# [DESCRIPTION OF THE TASK]
Gather every line of the data below that contains the string "mask", treating uppercase and lowercase letters as different.

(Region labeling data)
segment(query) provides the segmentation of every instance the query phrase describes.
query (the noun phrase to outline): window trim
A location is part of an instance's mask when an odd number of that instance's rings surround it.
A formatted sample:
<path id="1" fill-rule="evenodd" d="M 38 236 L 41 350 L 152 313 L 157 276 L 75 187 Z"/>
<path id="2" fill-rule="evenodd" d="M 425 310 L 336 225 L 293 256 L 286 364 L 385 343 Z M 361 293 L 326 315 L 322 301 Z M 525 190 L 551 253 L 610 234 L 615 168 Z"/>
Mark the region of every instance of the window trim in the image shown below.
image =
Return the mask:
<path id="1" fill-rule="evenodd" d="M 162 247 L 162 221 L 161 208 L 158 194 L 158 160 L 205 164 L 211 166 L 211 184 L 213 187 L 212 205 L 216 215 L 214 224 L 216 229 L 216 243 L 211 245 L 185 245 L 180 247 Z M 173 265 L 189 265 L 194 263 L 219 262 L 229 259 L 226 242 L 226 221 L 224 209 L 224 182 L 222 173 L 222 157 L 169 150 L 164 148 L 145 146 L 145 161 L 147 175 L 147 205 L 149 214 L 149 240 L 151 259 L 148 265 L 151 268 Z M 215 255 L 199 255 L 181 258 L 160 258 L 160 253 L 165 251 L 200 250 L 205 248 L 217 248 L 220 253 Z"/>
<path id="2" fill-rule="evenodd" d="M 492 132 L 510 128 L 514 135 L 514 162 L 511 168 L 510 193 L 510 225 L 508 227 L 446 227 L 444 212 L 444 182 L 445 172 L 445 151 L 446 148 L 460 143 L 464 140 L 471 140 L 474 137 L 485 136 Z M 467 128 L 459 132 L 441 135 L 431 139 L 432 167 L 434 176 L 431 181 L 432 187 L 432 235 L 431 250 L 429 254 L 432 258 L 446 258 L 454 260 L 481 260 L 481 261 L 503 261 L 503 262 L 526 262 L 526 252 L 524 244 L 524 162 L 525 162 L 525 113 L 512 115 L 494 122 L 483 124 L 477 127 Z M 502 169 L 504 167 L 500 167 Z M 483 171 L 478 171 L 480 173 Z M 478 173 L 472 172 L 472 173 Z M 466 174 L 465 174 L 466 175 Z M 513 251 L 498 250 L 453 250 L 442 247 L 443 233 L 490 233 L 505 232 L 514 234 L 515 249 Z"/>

# [RIGHT ANSWER]
A location is part of an instance's mask when an odd number of that instance's rings surround it.
Return the mask:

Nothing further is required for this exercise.